BEGIN Data section

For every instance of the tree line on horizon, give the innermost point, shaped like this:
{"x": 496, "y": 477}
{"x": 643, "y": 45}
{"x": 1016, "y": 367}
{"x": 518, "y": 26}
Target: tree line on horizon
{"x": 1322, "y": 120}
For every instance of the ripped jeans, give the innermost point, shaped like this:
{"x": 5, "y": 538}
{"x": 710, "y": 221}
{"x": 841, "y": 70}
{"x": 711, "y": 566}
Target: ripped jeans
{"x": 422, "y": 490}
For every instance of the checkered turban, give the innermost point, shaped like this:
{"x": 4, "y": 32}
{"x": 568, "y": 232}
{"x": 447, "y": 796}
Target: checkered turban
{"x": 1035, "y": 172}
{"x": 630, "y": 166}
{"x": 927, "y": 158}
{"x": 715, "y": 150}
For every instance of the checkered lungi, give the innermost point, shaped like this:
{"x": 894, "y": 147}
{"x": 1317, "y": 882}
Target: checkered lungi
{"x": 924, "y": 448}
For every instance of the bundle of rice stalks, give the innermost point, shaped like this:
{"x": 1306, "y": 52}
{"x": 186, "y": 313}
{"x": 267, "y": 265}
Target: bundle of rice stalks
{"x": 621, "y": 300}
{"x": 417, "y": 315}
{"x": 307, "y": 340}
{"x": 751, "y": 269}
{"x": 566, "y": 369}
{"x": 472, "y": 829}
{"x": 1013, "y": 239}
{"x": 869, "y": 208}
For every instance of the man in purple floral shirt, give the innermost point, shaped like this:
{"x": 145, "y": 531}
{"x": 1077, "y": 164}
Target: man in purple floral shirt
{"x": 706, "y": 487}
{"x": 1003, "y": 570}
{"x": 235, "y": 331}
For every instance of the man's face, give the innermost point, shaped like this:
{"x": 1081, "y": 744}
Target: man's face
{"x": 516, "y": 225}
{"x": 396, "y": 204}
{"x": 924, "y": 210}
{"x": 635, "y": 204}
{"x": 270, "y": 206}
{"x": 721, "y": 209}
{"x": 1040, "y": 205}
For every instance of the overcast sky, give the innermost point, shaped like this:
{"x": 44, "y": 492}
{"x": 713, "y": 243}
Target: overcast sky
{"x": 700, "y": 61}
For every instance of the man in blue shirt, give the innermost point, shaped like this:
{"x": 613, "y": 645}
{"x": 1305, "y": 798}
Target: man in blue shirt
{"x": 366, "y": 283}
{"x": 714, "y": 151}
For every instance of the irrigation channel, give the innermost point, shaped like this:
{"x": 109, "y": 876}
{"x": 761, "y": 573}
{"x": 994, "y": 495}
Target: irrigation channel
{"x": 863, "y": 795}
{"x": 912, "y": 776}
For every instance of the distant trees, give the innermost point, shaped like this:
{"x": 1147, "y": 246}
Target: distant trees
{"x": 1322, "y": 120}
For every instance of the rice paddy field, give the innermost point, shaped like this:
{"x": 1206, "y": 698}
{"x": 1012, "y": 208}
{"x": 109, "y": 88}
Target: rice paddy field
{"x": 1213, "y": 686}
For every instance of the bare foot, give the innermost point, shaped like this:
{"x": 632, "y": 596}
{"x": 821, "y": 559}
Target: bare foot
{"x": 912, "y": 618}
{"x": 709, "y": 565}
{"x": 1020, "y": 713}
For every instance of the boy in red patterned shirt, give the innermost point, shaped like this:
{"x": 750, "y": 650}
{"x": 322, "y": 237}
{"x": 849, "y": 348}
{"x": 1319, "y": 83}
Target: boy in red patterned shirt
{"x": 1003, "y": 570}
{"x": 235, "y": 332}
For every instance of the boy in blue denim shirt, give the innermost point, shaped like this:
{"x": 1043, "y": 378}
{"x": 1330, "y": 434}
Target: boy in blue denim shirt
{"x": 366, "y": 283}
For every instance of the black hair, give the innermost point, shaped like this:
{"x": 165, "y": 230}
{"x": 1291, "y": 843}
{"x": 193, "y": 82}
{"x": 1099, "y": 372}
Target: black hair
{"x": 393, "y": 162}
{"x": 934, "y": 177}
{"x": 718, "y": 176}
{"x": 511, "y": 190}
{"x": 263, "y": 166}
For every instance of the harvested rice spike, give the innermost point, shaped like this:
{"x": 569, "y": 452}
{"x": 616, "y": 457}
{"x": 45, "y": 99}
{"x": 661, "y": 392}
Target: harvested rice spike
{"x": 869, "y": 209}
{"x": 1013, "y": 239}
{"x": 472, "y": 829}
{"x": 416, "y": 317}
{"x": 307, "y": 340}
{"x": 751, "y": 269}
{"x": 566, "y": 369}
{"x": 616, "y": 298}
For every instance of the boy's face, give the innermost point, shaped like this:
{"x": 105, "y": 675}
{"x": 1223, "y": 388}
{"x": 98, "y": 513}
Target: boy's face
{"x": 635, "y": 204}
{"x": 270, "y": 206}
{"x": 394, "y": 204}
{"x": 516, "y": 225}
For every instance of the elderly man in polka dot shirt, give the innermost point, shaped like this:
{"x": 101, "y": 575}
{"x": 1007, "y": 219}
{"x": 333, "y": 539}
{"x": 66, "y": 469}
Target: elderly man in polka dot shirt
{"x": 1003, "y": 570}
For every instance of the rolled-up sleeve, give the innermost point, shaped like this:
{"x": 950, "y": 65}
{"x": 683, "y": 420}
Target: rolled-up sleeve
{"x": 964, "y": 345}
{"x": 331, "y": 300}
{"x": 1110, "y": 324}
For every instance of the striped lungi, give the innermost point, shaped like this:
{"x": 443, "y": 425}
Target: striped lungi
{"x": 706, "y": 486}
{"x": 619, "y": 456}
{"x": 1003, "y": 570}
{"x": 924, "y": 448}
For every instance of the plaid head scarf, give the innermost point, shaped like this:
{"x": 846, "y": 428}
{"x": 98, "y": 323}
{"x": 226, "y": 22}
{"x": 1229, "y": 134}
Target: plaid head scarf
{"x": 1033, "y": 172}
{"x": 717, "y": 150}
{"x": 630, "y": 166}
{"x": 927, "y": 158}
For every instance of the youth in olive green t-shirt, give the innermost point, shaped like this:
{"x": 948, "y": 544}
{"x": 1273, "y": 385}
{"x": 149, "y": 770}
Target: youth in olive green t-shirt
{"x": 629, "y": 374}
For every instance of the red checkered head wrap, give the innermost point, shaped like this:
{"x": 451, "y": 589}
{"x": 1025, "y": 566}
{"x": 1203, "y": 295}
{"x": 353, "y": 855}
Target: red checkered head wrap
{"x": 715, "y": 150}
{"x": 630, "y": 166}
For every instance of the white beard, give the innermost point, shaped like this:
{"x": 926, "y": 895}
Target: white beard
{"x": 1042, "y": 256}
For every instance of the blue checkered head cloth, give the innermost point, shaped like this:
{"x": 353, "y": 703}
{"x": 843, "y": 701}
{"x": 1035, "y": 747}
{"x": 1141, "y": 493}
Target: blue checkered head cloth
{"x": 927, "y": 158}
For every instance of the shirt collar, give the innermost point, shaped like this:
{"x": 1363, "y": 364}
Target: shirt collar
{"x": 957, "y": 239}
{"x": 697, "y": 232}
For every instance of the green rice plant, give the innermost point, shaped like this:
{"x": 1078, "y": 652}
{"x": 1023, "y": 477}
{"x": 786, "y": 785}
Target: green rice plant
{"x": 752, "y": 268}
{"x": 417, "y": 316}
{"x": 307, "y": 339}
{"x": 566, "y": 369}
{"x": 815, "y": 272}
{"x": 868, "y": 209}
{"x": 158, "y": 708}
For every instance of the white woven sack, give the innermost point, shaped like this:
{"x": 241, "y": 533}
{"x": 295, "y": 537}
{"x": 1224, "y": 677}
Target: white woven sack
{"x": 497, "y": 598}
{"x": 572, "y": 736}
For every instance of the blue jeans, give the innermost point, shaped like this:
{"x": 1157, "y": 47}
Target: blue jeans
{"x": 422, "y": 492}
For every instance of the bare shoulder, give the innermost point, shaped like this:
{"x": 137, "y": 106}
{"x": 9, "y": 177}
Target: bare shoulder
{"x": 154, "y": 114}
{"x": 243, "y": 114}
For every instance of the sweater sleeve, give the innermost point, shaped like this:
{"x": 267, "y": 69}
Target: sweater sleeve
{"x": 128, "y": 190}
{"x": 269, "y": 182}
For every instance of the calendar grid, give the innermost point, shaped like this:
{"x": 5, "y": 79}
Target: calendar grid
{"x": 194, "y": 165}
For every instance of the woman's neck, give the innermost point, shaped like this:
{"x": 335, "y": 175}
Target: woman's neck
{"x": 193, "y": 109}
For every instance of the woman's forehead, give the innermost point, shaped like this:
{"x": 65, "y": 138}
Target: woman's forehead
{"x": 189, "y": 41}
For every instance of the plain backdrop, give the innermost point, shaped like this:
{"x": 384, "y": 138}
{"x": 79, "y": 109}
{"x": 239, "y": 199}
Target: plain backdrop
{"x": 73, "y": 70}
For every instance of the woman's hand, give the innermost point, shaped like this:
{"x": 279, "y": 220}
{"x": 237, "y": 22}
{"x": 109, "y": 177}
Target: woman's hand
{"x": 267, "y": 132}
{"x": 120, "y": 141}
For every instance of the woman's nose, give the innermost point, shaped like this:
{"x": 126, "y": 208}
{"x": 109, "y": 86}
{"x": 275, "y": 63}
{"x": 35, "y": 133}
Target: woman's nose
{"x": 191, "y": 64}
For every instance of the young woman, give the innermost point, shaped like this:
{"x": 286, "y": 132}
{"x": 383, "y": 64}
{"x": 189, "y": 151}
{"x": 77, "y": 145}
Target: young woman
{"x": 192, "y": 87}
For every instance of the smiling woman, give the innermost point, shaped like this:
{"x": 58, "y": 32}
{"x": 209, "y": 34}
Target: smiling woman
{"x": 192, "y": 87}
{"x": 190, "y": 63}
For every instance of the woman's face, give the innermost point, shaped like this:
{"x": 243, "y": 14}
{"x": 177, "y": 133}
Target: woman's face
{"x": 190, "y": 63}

END Data section

Exercise goal:
Restate the final lines of the listing above word for word, beginning at the line that contains "For every instance of the plain".

Exercise output:
For every instance of the plain backdrop, give the innermost point, shaped like this:
{"x": 384, "y": 138}
{"x": 79, "y": 109}
{"x": 239, "y": 199}
Target: plain backdrop
{"x": 73, "y": 70}
For every instance of the woman's hand, give the innermost point, shaped like this:
{"x": 279, "y": 220}
{"x": 237, "y": 22}
{"x": 109, "y": 177}
Target: woman's hand
{"x": 267, "y": 132}
{"x": 120, "y": 141}
For every instance of the woman's nose, give the innermost point, shaped like this:
{"x": 126, "y": 208}
{"x": 109, "y": 86}
{"x": 275, "y": 63}
{"x": 35, "y": 133}
Target: woman's nose
{"x": 191, "y": 64}
For every instance of the young woman, give the innermost point, shaped like this:
{"x": 286, "y": 132}
{"x": 383, "y": 64}
{"x": 189, "y": 151}
{"x": 77, "y": 145}
Target: young woman
{"x": 192, "y": 87}
For every instance of the smiling woman, give the innermost point, shaped like this:
{"x": 58, "y": 32}
{"x": 209, "y": 34}
Target: smiling woman
{"x": 192, "y": 87}
{"x": 190, "y": 63}
For every instance of the woman's face, give the innermost point, shaped like this:
{"x": 243, "y": 14}
{"x": 177, "y": 133}
Target: woman's face
{"x": 190, "y": 63}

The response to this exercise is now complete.